◆ Supplied material ◆
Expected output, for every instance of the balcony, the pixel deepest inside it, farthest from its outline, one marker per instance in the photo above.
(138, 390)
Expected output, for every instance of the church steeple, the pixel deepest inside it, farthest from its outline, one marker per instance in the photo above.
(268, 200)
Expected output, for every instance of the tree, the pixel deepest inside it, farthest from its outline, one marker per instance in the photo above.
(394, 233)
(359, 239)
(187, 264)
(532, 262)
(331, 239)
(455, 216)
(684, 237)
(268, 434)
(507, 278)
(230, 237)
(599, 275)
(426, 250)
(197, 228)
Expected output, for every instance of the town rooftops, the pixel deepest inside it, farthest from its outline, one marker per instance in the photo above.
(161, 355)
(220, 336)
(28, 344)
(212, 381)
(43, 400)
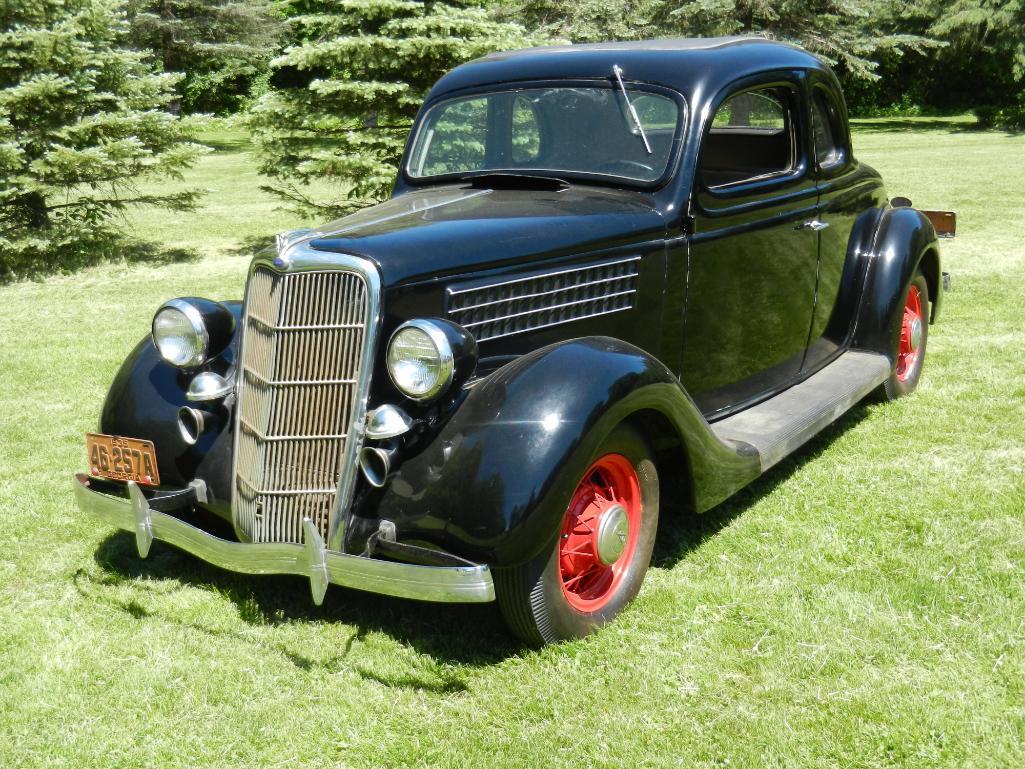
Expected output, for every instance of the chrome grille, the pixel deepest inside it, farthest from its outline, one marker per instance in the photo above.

---

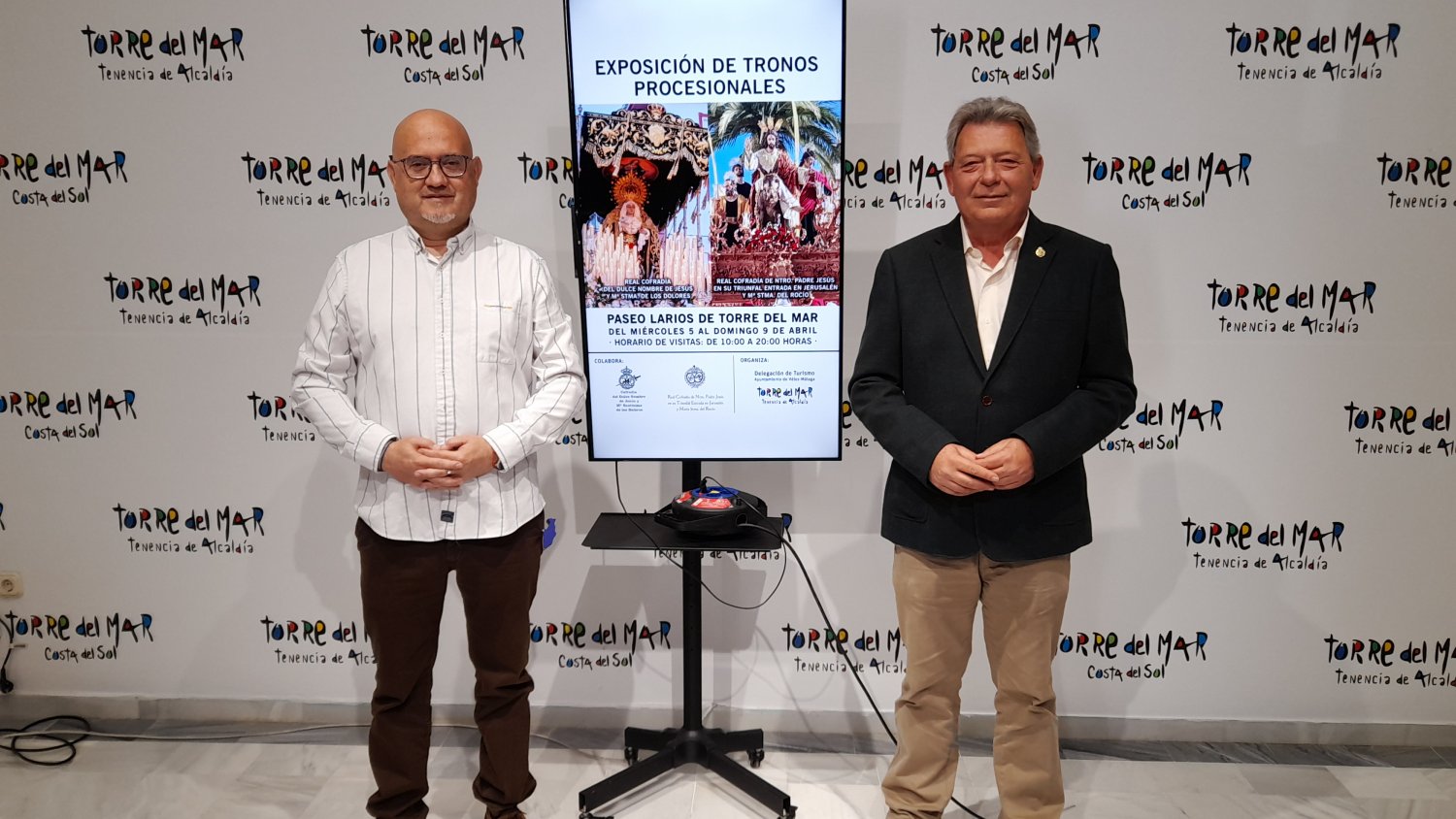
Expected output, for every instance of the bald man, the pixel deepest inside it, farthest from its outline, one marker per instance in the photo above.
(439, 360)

◆ Work to complete ◆
Only the lines starting at the one that includes "Expected output, for every instance of the town" and ending at the one that includes "Expected output, for every instance of the chrome" should be retyped, exactly, from the records above; no pictures.

◆ Exercise solution ◆
Expected output, for every instance of the town rooftops, the pixel deepest inside it, farthest from its outline, one marker per instance in the photo above.
(161, 355)
(220, 336)
(28, 344)
(212, 381)
(43, 400)
Expected output, for every instance of the chrome grille, the pixel deepest inside it, farthest from its outline, one marker per instance in the photo above.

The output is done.